_Exercise goal:_ Could you repeat the records shown below exactly as written?

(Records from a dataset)
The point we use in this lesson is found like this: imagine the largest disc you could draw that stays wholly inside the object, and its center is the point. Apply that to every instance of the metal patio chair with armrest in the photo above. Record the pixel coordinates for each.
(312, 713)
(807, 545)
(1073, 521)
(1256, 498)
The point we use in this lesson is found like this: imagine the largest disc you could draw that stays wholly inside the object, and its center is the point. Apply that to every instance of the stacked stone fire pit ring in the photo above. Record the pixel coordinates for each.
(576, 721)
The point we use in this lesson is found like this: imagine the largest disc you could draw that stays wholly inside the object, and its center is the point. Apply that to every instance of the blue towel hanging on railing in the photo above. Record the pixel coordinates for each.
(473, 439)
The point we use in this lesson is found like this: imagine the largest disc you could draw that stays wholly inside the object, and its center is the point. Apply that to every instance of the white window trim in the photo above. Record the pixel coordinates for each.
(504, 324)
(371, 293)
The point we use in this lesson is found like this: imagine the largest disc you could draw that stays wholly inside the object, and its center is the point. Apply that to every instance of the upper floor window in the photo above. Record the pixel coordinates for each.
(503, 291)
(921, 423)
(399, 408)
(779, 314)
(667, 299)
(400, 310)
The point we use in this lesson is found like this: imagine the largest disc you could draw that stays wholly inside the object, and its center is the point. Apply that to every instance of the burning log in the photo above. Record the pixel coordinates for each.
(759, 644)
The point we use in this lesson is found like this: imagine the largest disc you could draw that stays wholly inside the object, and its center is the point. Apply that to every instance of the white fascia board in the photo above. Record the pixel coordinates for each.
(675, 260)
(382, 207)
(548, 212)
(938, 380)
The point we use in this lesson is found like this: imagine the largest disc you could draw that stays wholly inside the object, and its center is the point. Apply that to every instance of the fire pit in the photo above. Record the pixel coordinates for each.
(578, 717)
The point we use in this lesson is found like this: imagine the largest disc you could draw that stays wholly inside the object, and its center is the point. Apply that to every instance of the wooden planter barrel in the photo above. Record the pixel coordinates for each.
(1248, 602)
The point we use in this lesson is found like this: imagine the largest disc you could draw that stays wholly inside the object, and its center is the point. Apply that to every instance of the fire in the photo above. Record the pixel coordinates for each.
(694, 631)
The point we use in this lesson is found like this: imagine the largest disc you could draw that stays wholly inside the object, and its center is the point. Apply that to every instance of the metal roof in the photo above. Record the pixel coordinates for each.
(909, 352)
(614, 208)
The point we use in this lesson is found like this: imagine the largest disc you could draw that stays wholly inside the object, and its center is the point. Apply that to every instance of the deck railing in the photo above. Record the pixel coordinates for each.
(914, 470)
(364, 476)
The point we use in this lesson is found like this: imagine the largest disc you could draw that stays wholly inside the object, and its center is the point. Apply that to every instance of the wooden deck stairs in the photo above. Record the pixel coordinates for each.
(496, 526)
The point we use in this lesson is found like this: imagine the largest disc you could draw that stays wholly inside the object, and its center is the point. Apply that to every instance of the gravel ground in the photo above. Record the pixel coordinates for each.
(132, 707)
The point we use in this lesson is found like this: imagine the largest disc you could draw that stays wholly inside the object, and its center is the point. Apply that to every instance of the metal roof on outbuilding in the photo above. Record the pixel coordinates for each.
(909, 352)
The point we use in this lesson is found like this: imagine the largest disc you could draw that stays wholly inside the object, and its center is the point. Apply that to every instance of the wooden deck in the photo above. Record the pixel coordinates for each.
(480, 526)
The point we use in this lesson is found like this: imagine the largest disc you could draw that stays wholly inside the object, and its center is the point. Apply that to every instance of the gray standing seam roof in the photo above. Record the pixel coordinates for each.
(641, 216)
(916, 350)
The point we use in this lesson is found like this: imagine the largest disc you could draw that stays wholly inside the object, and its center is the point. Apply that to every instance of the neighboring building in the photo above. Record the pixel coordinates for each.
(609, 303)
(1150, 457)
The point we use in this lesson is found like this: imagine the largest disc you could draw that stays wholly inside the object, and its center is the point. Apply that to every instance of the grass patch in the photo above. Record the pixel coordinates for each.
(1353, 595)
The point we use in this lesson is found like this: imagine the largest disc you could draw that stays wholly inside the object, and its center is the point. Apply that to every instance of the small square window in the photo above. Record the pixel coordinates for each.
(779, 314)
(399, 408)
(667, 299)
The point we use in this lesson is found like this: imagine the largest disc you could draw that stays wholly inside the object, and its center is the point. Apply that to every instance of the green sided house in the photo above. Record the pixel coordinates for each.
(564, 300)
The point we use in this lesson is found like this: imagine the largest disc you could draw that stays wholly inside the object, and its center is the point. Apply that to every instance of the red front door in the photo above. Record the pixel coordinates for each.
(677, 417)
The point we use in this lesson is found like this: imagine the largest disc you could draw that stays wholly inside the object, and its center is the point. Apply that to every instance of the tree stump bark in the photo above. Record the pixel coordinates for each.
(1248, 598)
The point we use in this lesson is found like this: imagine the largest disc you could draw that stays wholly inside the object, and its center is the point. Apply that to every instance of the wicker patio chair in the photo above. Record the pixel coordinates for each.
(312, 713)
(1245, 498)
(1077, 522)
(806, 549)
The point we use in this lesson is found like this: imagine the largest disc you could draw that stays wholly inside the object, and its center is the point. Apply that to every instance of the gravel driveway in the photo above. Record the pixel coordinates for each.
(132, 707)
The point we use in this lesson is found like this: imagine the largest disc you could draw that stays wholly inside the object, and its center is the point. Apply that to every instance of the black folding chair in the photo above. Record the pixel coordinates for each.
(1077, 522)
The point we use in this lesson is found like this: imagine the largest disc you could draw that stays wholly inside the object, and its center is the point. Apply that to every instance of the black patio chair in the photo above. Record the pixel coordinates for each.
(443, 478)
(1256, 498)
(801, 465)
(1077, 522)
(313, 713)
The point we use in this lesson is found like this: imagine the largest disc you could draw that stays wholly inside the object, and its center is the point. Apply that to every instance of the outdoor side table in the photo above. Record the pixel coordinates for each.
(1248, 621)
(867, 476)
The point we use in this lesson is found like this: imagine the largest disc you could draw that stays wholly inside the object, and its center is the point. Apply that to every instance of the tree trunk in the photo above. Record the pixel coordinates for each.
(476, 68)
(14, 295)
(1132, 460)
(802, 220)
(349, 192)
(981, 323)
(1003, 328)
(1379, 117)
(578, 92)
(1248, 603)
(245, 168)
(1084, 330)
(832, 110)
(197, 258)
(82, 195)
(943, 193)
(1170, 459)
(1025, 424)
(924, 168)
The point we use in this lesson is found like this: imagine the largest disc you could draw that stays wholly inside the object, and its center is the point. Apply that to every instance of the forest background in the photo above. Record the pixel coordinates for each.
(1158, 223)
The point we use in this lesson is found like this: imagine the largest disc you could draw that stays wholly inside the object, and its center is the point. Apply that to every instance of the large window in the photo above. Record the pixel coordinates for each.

_Written response:_
The point we use in this lesson is found like this: imagine the largest disc you could draw that stays wholly inside the object, and its center is the point. Apply that to every instance of the metal patio chair with armrest in the photo above. Record the pixel coordinates for each.
(312, 713)
(807, 545)
(1073, 521)
(1256, 498)
The point we use in this lesson is found like this: imagine the largest disc you could draw that stays wholly inside the object, and its center is the point. Apply that to every instance of the stacked stone fire pit ring in the photo above. Record the pixel coordinates for each.
(576, 721)
The point we use in this lesson is found like this: imagine the largest disc you could draw that stays wholly inside the object, and its center is the point. Apply that to every instance of the blue towel hanging on railing in the photo above. Record the pixel coordinates for each.
(473, 439)
The point we use in this lesson is found like this: imagine the largest disc you could draw that stays wholly inside the object, and its center is the point. Apply that to every instance of the white window trim in the photo above. Record the pixel coordinates for each.
(504, 324)
(371, 293)
The point we use in this lesson is found like this: imagine the largest disc you could draw that stays wholly inside the object, and its center is the point. Apply that to every instance of the upper floor window in the photo above. Record the pixel coordinates for each.
(503, 291)
(921, 423)
(399, 408)
(779, 314)
(667, 299)
(400, 310)
The point we use in this lesson is found like this: imagine the largest disc you could draw that stays wholly inside the object, and its center is the point. Apply that to every instance of the burning log in the photo above. Record the pixel coordinates for each.
(759, 644)
The point we use in this lesson is found like this: imagine the largest disc you could draw that stays wholly inside the object, and its center is the point. Apply that to every instance of the white fascia board in the photo above. Record the pixel coordinates for each.
(675, 260)
(382, 207)
(548, 212)
(938, 380)
The point we use in this lesson is found like this: imagine the largest disc you could draw that stays wholly inside the object, and its center is the point. Apply that to every instance of the fire pit in the photo above. Record the pixel coordinates for each.
(578, 717)
The point we use in this lesson is found like this: imagine the largest disc you could draw that stays wholly inside the object, and its center is the point. Apply that to every instance of the wooden planter barrel in the photo above. Record the pixel coordinates for each.
(1248, 602)
The point we use in this lesson is found like this: imagine the largest disc you could draw that stays wholly inside the object, and its center is the point. Apply that to every instance of the fire in the photo above. Record the pixel coordinates for each.
(694, 631)
The point we use in this lesson is found like this: imagine the largest disc you could draw that stays wholly inside the object, and its center is the point. Apply that to every instance of the metal roof in the photo above. Record the pixel coordinates for each.
(909, 352)
(614, 208)
The point we use in this lesson is found like this: imagine the largest disc you could draw that stays wholly inside the object, and its center is the point. Apply that to every instance of the deck railing in the photo above. Record the pixel coordinates for each.
(914, 470)
(364, 476)
The point we use in this lesson is found like this: imagine the largest disc you could draw that stays wholly inside the object, and its center is the point. Apply that to every instance of the wooden deck stairs in the photo above. Record the pixel coordinates for each.
(496, 526)
The point we use in this lesson is found like this: imagine the largest disc you could draw that stays wholly inside the object, and its center is the point. Apply that to every instance of the gravel ground in the photo above. Record the pixel coordinates for each.
(132, 707)
The point we use in this lesson is found like this: imagine the largest disc you could draw that stays wholly inside the object, and its center is the point. Apply that to every instance of the metal roof on outbuilding in the photo above. Record the pixel coordinates for each.
(909, 352)
The point we use in this lesson is found like this: imagine the largest disc you could draw that stays wholly inside the object, and its center is the point. Apply that to every instance of the wooden deck in the photo above. Record the pixel coordinates for each.
(480, 526)
The point we use in this lesson is found like this: imagine the largest disc you could draw that stays wholly inside the object, and its center is the point. Apply that to every instance of the gray standing seam roof in the photo above. Record the pixel coordinates for each.
(641, 216)
(916, 350)
The point we use in this lesson is found like this: imagine the largest disc you could draw that stays wholly inside the object, and its center is the point. Apply that to every instance of the neighboring building in the photo above. Record the pixel coordinates for each.
(609, 303)
(1150, 457)
The point we use in this lesson is found like this: imagine the largest disc you could draw that stays wholly inside the object, and its center is the point. Apply that to every instance of the grass patch in the photo above. Record the pixel coordinates for each.
(1353, 595)
The point we use in this lesson is found like this: imagine the largest disc you could draw that stays wholly inside the object, and its center is the point. Apply that to every instance of the small square window in the photo above. Record the pixel coordinates for each.
(779, 314)
(399, 408)
(667, 299)
The point we use in this lesson is found like this: imagine the largest disc you could draw that stays wholly inside the object, and its center is the point. Apply that to every instance of the green sided house in the photo above. Record the pixel coordinates for each.
(564, 300)
The point we use in this lesson is found like this: imagine the largest disc you could draw that stays wholly inside the object, and its center is the point. Apply that to every instance of the red front door in the photo above. Record the pixel coordinates for each.
(677, 417)
The point we use in this lesson is found like this: imagine the largest disc you could draw that stays wholly inside the object, and its center is the point. Apply that to every instance of the tree stump bark in the photo above. Record the pixel coordinates for each.
(1248, 598)
The point we use in this lesson is found like this: imagine the largest disc you could draw that stays wholly inside the object, and its center is the point. Apply that to every instance of the wicker patio chair in the photo above. Record the pixel coordinates for each.
(312, 713)
(1245, 498)
(1077, 522)
(806, 549)
The point we use in this lesson is found like this: imagine the largest disc you could draw that stays wholly inside the object, and its center is the point. Apply that to every instance of the gravel driveway in the photo above. Record the pixel coordinates for each.
(132, 707)
The point we use in this lesson is found like this: imagine the largest disc you could draw that stays wholly inside the object, and its center is the point. Apply that to every instance of the black folding chair in the photo above. Record the pixel coordinates for each.
(1077, 522)
The point we use in this lesson is found like this: imagine the largest disc you could draw that stays wholly inside the object, and its center is the point. Apply that to every instance of the black patio chair in the photo above. Record the pixel coordinates for each.
(443, 478)
(1256, 498)
(801, 465)
(1077, 522)
(313, 713)
The point we use in this lesson is found like this: imagine the largest disc you could draw that stays wholly inside the object, and its center is the point. Apply that to every instance of the outdoor side table in the photo above. Record the pixel coordinates for each.
(1248, 621)
(867, 476)
The point we use in this lesson is found like this: imagine the largest disc you could draw that stays wholly inside the object, and its center is the point. Apply that to every instance of the tree trunk in the photo above. Record the pixel coordinates for each.
(476, 68)
(14, 295)
(1132, 460)
(802, 220)
(349, 192)
(981, 323)
(1003, 328)
(1379, 117)
(578, 92)
(1248, 603)
(245, 168)
(1084, 330)
(832, 110)
(197, 258)
(82, 195)
(943, 193)
(1170, 459)
(1025, 424)
(924, 168)
The point we use in this lesson is found like this: imagine the largest disc you could draw that stays wholly inside the object, and its center is the point. Apply that to every instance of the forest background in the photo above. Record the pixel coordinates for each.
(1158, 223)
The point we use in this lesson is found like this: imagine the largest disc you could draw that stays wholly inside the object, and its center is the point. Apply that to every instance of the large window in the photo above. Record the pixel coordinates for each.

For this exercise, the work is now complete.